Short task>
Quote exactly, and only, the lines from the one with "of the riverbank" through the end of the listing.

Exercise material>
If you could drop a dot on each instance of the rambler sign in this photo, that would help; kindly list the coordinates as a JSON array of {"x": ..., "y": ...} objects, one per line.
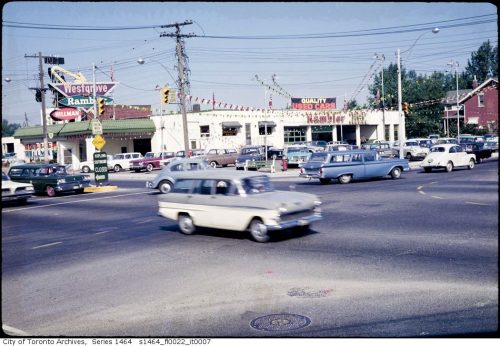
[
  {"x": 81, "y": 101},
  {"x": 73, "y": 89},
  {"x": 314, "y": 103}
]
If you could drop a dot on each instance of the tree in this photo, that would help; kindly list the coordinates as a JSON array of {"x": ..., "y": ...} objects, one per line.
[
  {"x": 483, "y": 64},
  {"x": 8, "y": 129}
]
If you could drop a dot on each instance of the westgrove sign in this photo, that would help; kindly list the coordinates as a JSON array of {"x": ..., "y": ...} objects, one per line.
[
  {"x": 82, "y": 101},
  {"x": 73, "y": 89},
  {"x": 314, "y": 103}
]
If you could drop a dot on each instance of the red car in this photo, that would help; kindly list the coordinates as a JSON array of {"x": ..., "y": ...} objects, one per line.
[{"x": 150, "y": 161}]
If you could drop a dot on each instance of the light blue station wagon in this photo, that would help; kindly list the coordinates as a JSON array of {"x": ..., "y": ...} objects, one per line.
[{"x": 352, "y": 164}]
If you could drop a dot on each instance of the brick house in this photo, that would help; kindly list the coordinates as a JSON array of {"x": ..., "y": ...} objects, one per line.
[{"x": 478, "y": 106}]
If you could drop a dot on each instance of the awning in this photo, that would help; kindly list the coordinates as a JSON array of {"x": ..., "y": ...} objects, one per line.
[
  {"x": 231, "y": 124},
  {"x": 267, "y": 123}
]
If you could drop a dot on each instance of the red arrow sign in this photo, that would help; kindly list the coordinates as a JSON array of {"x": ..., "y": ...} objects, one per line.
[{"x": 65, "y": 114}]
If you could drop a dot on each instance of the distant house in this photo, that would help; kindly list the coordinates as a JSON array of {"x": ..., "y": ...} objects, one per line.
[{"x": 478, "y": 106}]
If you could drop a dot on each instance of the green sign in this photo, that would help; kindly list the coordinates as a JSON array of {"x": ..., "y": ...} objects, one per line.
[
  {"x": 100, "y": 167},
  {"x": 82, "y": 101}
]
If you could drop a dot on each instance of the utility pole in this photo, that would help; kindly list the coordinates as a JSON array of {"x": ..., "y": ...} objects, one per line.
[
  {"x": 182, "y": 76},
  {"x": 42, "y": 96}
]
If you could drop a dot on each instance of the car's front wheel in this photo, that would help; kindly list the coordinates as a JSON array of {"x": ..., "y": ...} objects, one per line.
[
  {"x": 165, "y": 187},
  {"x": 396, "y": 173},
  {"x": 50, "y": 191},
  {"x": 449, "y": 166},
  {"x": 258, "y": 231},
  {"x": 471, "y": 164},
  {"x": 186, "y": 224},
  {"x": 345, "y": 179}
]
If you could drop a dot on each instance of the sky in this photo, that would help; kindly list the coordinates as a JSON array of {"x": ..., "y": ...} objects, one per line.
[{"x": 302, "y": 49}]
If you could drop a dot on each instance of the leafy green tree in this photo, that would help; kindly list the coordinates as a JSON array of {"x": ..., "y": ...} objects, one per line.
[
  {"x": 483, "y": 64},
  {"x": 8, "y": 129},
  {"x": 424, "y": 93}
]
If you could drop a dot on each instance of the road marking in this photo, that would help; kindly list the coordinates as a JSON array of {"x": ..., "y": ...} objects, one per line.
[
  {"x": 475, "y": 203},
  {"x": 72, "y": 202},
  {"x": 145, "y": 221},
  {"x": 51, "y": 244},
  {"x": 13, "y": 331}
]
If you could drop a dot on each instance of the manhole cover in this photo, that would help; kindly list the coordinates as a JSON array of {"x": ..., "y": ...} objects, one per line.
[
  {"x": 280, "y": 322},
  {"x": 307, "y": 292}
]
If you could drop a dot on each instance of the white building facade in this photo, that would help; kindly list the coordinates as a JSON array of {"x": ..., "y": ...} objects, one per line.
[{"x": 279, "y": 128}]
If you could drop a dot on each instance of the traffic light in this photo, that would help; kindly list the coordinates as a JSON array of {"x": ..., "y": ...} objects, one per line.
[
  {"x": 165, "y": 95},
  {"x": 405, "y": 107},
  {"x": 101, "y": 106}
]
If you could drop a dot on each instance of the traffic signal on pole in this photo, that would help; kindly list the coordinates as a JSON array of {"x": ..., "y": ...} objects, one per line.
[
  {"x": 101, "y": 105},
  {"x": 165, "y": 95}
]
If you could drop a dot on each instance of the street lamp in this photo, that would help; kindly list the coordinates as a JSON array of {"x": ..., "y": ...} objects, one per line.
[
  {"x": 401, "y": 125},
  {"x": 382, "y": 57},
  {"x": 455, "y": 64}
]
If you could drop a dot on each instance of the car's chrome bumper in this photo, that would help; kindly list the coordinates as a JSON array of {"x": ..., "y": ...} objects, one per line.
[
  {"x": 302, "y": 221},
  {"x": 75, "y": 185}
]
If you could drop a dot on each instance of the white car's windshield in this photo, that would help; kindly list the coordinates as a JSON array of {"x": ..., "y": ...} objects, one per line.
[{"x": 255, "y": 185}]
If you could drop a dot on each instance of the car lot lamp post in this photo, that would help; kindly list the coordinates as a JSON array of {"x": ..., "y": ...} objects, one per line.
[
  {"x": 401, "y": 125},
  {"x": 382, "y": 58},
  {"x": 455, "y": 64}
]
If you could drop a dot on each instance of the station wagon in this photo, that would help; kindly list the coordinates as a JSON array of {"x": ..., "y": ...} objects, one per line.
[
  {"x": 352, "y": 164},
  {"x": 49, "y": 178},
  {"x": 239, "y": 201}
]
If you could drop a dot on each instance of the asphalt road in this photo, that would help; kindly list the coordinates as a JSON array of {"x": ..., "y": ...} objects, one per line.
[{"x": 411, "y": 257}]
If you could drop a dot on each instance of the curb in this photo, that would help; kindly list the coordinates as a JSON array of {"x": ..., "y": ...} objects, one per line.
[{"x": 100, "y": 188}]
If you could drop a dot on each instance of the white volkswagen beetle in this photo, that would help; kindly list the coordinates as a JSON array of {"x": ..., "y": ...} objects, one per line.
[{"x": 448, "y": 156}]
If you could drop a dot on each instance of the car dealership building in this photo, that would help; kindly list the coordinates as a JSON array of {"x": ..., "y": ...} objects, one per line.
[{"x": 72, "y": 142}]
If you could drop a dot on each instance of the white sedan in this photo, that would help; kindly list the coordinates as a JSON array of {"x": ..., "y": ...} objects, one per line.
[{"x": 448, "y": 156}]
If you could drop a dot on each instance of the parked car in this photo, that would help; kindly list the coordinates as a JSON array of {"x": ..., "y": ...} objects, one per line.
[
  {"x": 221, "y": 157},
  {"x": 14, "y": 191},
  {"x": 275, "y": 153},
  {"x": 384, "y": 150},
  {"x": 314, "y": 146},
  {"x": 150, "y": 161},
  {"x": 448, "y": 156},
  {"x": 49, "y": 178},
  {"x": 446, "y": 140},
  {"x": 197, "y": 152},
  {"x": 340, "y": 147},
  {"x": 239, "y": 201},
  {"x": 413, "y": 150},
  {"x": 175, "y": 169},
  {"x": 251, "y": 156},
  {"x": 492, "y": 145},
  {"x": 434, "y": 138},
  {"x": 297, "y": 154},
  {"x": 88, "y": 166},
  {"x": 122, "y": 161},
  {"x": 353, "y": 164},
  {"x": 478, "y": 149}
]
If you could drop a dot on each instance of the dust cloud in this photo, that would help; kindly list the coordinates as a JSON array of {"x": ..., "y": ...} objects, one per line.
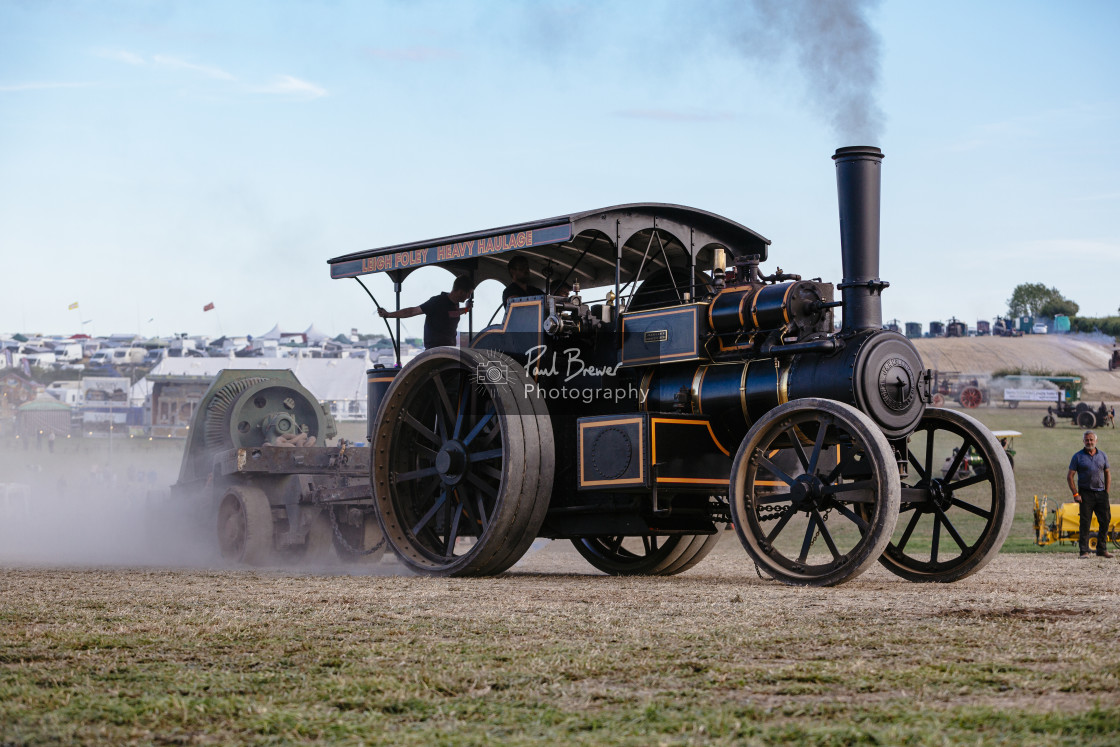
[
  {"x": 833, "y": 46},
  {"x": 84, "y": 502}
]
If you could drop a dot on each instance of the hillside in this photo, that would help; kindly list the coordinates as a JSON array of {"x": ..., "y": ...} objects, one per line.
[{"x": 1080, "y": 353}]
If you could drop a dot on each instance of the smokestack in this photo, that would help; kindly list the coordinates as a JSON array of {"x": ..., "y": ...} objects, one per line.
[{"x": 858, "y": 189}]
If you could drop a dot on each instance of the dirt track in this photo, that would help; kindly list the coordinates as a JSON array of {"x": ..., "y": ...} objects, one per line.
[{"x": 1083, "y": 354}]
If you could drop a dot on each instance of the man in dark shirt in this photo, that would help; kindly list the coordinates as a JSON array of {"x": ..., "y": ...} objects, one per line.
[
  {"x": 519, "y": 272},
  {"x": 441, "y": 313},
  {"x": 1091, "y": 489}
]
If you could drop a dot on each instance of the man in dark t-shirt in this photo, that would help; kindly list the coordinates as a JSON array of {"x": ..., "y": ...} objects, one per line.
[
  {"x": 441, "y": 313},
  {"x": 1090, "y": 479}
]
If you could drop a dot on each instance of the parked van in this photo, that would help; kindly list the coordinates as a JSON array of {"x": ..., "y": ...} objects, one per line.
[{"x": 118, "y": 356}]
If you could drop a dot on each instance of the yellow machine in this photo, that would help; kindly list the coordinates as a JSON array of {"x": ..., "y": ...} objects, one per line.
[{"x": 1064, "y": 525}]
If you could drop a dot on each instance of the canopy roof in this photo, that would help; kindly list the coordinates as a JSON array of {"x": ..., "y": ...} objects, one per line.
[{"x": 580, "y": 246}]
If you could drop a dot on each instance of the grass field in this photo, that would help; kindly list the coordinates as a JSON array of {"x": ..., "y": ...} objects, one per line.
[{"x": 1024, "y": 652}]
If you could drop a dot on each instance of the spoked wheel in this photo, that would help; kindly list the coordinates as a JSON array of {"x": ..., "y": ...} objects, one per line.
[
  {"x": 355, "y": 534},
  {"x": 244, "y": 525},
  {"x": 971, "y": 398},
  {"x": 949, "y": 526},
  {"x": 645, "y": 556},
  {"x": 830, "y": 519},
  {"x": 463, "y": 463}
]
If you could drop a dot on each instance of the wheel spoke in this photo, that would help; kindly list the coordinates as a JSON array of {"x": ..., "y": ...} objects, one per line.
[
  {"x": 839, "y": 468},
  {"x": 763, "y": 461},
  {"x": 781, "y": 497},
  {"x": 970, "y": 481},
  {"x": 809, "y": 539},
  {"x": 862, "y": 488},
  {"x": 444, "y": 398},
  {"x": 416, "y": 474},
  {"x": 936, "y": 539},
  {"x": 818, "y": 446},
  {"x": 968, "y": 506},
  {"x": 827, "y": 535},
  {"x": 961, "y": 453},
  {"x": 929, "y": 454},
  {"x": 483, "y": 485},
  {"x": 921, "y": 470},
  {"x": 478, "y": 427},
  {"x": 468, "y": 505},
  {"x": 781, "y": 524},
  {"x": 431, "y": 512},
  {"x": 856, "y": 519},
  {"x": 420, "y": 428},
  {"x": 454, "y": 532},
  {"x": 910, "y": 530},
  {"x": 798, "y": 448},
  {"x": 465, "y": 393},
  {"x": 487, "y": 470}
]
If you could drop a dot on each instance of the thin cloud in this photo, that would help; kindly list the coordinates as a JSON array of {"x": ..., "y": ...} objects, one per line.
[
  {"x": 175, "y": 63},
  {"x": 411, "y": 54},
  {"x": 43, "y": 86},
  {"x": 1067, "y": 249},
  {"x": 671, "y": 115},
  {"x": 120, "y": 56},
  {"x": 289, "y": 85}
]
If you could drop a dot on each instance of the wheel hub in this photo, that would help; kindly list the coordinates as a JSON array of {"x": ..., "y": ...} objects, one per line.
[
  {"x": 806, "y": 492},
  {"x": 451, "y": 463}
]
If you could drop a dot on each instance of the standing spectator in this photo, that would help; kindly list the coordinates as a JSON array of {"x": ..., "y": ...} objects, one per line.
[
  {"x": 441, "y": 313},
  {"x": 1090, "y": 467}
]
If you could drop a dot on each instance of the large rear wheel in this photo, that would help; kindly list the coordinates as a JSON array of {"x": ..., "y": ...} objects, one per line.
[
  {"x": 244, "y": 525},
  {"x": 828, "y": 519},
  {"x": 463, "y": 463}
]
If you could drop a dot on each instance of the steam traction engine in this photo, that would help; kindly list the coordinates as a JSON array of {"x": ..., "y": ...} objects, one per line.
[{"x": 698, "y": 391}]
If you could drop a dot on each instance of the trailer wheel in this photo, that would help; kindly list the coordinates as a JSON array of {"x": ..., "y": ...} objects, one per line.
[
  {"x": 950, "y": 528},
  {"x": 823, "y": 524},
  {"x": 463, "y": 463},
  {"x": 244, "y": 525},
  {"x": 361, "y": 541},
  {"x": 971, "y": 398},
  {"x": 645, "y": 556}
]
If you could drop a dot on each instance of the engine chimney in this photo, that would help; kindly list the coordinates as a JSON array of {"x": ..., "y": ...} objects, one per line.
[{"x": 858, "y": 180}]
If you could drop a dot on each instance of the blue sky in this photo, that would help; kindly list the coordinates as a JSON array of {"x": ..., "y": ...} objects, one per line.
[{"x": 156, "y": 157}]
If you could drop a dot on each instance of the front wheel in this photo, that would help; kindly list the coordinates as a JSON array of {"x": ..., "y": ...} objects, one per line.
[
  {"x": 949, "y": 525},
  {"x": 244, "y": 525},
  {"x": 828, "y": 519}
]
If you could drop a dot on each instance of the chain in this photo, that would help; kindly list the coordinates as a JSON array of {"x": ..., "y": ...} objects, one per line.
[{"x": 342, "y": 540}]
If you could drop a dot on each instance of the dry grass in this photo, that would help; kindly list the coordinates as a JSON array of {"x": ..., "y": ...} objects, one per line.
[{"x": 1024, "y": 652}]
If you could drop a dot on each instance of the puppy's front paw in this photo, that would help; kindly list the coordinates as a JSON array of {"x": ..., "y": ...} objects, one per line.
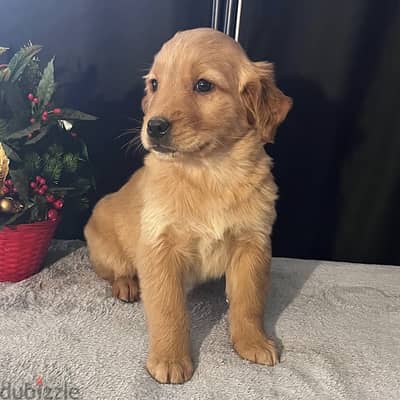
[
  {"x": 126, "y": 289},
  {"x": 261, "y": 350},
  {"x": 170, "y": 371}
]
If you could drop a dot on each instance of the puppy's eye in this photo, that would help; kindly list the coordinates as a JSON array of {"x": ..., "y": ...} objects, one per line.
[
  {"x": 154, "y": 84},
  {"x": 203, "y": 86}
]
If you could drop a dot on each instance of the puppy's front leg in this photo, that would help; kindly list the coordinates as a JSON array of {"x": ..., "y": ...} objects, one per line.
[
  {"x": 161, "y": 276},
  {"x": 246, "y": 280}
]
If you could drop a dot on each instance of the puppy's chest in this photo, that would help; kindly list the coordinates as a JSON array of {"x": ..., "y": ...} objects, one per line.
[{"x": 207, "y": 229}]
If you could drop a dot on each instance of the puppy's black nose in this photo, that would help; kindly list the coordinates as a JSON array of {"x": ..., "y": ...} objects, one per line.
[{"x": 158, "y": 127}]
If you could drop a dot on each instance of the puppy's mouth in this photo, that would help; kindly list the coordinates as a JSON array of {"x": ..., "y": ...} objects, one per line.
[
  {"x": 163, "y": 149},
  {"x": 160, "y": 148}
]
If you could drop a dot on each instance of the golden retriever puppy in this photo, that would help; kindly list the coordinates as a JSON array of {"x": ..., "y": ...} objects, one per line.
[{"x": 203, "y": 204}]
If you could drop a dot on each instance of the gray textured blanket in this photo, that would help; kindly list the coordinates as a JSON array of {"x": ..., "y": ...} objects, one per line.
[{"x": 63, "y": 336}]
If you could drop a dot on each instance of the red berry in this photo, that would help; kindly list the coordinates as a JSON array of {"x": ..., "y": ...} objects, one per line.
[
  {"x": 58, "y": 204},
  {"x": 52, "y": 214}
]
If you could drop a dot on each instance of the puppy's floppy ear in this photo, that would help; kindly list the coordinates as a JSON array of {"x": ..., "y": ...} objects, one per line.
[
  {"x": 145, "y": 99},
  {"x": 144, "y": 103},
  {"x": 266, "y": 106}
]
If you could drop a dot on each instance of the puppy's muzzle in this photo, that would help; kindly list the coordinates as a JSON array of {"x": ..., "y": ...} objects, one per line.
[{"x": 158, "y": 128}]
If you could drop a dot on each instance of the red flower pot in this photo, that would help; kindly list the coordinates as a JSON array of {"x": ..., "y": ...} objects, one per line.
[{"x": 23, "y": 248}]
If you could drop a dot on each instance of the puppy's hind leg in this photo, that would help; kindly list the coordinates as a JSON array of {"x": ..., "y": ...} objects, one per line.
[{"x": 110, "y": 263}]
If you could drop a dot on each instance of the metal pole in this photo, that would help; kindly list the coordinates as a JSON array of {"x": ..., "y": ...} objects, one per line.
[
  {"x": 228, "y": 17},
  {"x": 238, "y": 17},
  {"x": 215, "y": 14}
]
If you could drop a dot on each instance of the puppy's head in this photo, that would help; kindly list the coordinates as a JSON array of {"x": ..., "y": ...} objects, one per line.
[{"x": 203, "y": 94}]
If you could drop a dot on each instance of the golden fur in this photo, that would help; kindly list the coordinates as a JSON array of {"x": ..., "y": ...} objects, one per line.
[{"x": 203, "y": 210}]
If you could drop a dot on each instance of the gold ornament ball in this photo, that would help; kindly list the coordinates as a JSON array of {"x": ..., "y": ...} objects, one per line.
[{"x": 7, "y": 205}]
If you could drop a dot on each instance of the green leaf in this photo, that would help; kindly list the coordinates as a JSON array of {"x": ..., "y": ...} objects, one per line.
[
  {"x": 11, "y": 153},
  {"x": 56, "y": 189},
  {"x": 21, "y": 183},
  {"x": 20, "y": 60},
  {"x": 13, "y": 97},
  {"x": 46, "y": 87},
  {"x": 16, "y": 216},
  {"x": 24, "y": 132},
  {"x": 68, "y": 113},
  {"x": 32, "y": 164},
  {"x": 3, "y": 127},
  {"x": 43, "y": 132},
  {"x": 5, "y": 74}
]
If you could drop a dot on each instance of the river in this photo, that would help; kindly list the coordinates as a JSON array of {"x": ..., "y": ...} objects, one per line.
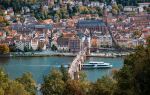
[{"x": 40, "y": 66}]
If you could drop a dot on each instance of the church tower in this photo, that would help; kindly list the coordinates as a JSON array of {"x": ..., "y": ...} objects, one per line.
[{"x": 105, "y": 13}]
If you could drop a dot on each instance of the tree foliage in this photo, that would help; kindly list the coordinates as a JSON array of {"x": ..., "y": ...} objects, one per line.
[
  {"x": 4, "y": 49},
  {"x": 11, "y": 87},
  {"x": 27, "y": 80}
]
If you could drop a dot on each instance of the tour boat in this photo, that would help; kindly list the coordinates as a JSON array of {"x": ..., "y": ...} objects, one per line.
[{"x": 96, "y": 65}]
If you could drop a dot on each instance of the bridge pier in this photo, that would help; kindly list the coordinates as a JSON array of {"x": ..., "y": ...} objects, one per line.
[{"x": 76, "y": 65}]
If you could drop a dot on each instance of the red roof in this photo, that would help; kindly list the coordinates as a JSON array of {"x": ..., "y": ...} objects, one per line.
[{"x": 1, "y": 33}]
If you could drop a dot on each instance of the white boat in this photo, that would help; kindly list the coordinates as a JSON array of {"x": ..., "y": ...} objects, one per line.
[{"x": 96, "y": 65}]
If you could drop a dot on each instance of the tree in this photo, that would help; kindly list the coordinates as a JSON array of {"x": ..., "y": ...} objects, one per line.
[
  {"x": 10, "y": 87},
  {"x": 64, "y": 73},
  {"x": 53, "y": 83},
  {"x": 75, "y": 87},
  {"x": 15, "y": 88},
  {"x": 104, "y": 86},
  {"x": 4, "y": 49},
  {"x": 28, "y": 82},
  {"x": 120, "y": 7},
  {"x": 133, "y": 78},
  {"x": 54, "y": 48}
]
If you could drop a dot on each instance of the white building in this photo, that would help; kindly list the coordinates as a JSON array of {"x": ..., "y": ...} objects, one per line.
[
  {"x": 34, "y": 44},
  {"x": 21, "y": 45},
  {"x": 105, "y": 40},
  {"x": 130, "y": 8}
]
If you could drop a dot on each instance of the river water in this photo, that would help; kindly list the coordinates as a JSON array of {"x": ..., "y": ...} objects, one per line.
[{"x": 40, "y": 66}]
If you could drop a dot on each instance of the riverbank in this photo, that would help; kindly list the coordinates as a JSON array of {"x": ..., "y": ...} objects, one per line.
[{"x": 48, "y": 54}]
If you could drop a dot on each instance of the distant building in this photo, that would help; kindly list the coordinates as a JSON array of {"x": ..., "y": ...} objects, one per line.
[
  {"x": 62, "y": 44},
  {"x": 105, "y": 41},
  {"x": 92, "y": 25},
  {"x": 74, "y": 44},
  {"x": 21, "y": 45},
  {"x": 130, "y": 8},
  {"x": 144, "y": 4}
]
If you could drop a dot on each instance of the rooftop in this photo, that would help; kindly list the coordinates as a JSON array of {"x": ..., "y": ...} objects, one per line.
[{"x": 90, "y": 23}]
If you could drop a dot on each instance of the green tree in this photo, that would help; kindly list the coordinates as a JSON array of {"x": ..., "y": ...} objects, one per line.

Written reply>
If you could drop a dot on each instance of the riverbank in this photo, that would help; kindly list the coordinates as a JSON array of {"x": ..., "y": ...} objects, one per line.
[{"x": 48, "y": 54}]
If you could drop a dot on each instance of the distant building in this photo, that would help; kindly list the coordinates as a JSON array of {"x": ..., "y": ...} objects, one per line.
[
  {"x": 62, "y": 44},
  {"x": 105, "y": 41},
  {"x": 92, "y": 25},
  {"x": 74, "y": 44},
  {"x": 21, "y": 45},
  {"x": 130, "y": 8},
  {"x": 144, "y": 4}
]
If you could drop a dot on each instance of the rooftop in this photo, that would help; kindly list the coordinates as a JSON array of {"x": ..., "y": ...} objects, one per line.
[{"x": 90, "y": 23}]
If you could drop a dot on each instance of the green tree in this photo, that would help; kindly list the coordinates as a JSON array of {"x": ..., "y": ...} objects, one per line.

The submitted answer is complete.